Yes.. frozen! The freeze will still maintain a majority of the beneficial microbes, but it will also kill off any insects. I try to harvest out as many of the active cocoons and hatchling earthworms, but any missed ones will perish in the freeze. They do get a chance.. for a little while anyways. Harvesting takes me quite awhile and the sorted vermicompost goes into plastic storage containers a bit bigger than a shoe box. The containers then get put in a plastic bag and frozen for 2 weeks before I plan to use them.
I start a lot of plants in early spring and the vermicompost I find gives my transplants a nice boost. I dilute it with captured water and the vermicompost tea is offered to the young seedlings. When they get larger and get repotted, the vermicompost is mixed into the soil mix. As well I use vermicompost tea to presoak old seeds or varieties that are known to have low germination rates. (The nutrients, especially nitrogen and giberellins, in vermicompost help break seed dormancy and provide a boost to the seed's energy reserves that may be otherwise too depleted for the seed to sprout.)
I use a closed bin for my worms that has holes poked around the sides for ventilation. Although this particular design is not the most efficient for harvesting, it does allow me to set up the bins and not have to deal with them very much at all until spring. I keep the gang in the garage where they won't freeze, but it does get quite cold.

#### Work task
Reproduce the vermicomposting text from "I use a closed" up to and including "get quite cold.", swapping "garage" for "shed".

#### Stored data
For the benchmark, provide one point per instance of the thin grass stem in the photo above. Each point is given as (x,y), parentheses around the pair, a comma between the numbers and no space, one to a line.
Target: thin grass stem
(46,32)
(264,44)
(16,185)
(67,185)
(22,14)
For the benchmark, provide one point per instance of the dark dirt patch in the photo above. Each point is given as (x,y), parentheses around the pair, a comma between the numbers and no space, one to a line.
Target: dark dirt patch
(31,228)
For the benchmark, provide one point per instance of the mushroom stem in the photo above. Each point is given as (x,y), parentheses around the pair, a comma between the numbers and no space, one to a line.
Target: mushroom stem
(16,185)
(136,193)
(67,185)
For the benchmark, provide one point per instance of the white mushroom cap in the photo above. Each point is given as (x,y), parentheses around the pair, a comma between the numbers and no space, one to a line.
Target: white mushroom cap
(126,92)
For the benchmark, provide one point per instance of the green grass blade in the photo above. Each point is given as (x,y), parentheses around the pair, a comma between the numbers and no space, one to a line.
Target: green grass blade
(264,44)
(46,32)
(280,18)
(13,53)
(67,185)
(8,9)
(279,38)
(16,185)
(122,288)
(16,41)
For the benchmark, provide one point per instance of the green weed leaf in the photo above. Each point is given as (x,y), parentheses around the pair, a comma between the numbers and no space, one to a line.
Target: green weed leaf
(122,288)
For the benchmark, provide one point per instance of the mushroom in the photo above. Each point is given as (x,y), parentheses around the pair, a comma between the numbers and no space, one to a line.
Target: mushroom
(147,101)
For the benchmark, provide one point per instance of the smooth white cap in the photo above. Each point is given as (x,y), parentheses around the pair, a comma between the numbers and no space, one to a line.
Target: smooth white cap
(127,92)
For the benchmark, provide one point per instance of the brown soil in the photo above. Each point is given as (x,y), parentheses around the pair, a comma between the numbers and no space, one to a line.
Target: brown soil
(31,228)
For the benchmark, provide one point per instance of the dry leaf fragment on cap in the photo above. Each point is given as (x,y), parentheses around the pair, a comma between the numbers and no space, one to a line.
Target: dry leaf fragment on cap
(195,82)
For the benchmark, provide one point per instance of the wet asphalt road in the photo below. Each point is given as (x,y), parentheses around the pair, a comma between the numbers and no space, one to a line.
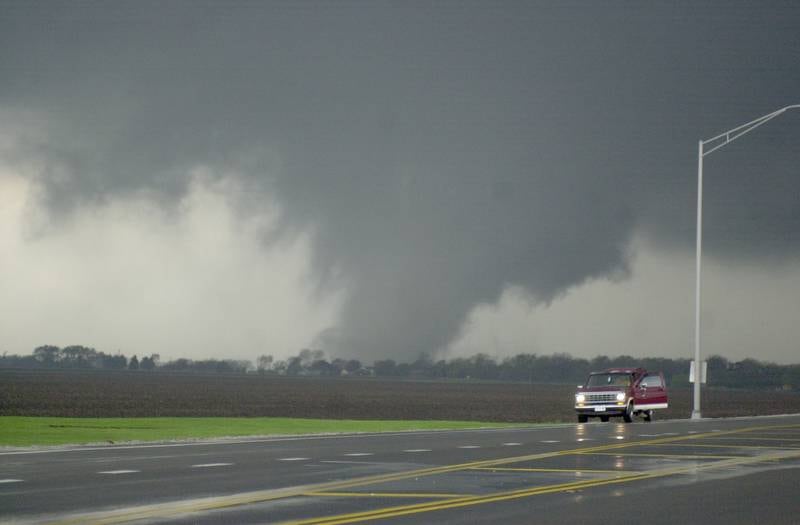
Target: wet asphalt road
(709,471)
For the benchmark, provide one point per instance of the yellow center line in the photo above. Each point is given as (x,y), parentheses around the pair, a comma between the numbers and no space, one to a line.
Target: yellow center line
(386,495)
(757,438)
(391,512)
(708,445)
(562,470)
(163,510)
(642,454)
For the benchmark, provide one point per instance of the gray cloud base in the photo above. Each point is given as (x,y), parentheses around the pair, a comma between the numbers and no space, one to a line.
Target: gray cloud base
(437,154)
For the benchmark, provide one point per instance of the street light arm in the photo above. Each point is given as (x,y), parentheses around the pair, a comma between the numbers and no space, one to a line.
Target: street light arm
(732,134)
(723,139)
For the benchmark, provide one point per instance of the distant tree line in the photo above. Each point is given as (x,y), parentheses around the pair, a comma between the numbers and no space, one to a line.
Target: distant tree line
(531,368)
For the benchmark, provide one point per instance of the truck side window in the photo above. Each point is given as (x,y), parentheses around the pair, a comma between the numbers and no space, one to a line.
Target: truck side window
(652,381)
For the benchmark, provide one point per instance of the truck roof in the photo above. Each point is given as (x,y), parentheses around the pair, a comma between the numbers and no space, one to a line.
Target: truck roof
(622,371)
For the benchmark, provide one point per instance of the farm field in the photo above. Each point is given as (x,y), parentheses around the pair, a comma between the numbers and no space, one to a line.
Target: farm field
(103,394)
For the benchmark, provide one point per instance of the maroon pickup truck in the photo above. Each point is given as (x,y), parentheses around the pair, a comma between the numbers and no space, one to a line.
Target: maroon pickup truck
(625,392)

#### Response to the exercise
I use a closed bin for my worms that has holes poked around the sides for ventilation. Although this particular design is not the most efficient for harvesting, it does allow me to set up the bins and not have to deal with them very much at all until spring. I keep the gang in the shed where they won't freeze, but it does get quite cold.